Reading passage:
★ ★ ★ ★ ★
Acetaminophen (Tylenol, feverall) and ibuprofen (Motrin, Advil) are medications used for treating pain and fever in infants, children and adults.
Dosing of these medications is based on WEIGHT, not age.  Keep a note of your child’s most current weight on hand for dosing.

Fever is not dangerous, as long as the condition causing it (such as a virus) is not dangerous.  We recommend only treating a fever if it is greater than 100.5 and the child is uncomfortable, or if you are putting a child to bed knowing their low-grade fever is likely to rise.

Temperature in infants under 12 weeks of age is most accurately measured by a rectal thermometer. Temporal thermometers(used over the forehead)can be used after 12 weeks, and ear thermometers after 6 months. Oral thermometers are useful only when a child can hold the instrument under her tongue for several minutes without biting(usually after age 5.)

We recommend starting with the appropriate dose of acetaminophen.  If the fever is greater than 102.5, and has not decreased an hour after treatment, you may supplement with a dose of ibuprofen.
★ ★ ★ ★ ★
Your tasks:
1. In the passage on fever and pain medications for children, from what age can ear thermometers be used?
2. Carry the passage on fever and pain medications for children forward from its final sentence.

Supplied material:
★ ★ ★ ★ ★
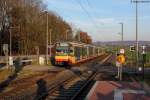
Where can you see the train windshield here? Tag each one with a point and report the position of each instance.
(62, 51)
★ ★ ★ ★ ★
Answers below:
1. After 6 months of age.

2.
Acetaminophen and ibuprofen are different types of medications, thus may be used together without adverse effect.  However, we only recommend using them in tandem for persistently high fevers or discomfort.  In these situations, you can alternate the medications using each type every 6 hours, but alternating every 3 hours.  For example, acetaminophen at 12 noon, ibuprofen at 3 pm, acetaminophen at 6 pm, ibuprofen at 9 pm.  This helps avoid fever spikes as a medication wears off.  Neither medication should be used more than 4 times a day, nor should you continue this pattern for more than 24 hours without consulting you physician. 

Acetaminophen suppositories are available as Feverall without a prescription at your pharmacy.  These are useful for children who are vomiting, or refuse to take oral medications.  Lubricate the suppository with a little Vaseline or diaper cream, and insert in your child’s rectum with them lying on their side, knees to the chest.  Hold the buttocks closed for a few minutes to assure absorption.

Never give these medications to an infant less than 8 weeks of age without first consulting your pediatrician.